■ **小练习**: 把摘录中的这句英文注释译成中文："If it's a lowmem zone, reserve a number of pages proportionate to the zone's size."

今天看到一個有趣的地方就是在計算memory zone的watermark值的變化:
在kernel-4.4中:
static void __setup_per_zone_wmarks(void)
{
unsigned long pages_min = min_free_kbytes >> (PAGE_SHIFT - 10);------------(1)
unsigned long pages_low = extra_free_kbytes >> (PAGE_SHIFT - 10);----------(2)
unsigned long lowmem_pages = 0;
struct zone *zone;
unsigned long flags;
/* Calculate total number of !ZONE_HIGHMEM pages */
for_each_zone(zone) {
if (IS_ZONE_MOVABLE_CMA_ZONE(zone))
continue;
if (!is_highmem(zone))
lowmem_pages += zone->managed_pages;----------------(3)
}
for_each_zone(zone) {
u64 min, low;
spin_lock_irqsave(&zone->lock, flags);
min = (u64)pages_min * zone->managed_pages;
do_div(min, lowmem_pages);------------------------(4)
low = (u64)pages_low * zone->managed_pages;
if (IS_ENABLED(CONFIG_ZONE_MOVABLE_CMA))
do_div(low, lowmem_pages);-----------------(5)
else
do_div(low, vm_total_pages);
if (is_highmem(zone)) {
/*
* __GFP_HIGH and PF_MEMALLOC allocations usually don't
* need highmem pages, so cap pages_min to a small
* value here.
*
* The WMARK_HIGH-WMARK_LOW and (WMARK_LOW-WMARK_MIN)
* deltas control asynch page reclaim, and so should
* not be capped for highmem.
*/
unsigned long min_pages;
min_pages = zone->managed_pages / 1024;
min_pages = clamp(min_pages, SWAP_CLUSTER_MAX, 128UL);
zone->watermark[WMARK_MIN] = min_pages;-------------(6)
} else {
/*
* If it's a lowmem zone, reserve a number of pages
* proportionate to the zone's size.
*/
zone->watermark[WMARK_MIN] = min;-------------------(7)
}
zone->watermark[WMARK_LOW] = min_wmark_pages(zone) +
low + (min >> 2);------------------(8)
zone->watermark[WMARK_HIGH] = min_wmark_pages(zone) +
low + (min >> 1);------------------(9)

■ **已知信息**:
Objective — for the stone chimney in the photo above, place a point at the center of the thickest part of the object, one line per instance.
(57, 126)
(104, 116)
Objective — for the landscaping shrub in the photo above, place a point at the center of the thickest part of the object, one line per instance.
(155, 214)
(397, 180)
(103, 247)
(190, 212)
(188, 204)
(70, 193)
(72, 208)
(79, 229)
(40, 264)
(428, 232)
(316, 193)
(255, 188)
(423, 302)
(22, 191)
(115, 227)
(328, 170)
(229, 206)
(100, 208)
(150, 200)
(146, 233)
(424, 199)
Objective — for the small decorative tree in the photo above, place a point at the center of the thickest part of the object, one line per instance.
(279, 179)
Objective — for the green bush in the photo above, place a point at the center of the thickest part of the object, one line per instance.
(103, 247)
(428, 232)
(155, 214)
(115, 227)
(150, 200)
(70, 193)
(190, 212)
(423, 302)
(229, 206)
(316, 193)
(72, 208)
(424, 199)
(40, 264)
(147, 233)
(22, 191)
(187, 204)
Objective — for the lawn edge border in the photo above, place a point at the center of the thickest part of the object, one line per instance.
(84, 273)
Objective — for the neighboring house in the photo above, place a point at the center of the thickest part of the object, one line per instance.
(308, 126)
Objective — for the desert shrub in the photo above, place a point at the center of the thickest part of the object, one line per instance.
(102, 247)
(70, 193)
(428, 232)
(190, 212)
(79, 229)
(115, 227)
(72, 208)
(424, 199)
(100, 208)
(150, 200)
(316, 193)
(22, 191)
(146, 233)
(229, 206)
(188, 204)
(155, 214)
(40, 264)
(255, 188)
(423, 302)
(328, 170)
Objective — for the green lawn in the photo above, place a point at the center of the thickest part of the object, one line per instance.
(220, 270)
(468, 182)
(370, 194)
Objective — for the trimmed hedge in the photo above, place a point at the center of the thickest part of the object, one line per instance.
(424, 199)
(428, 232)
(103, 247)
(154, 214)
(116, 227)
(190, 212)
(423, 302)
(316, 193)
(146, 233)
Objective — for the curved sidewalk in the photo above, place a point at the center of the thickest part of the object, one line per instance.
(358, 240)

■ **练习答案**: 如果是低端内存（lowmem）区域，就按该区域的大小成比例地预留一定数量的页。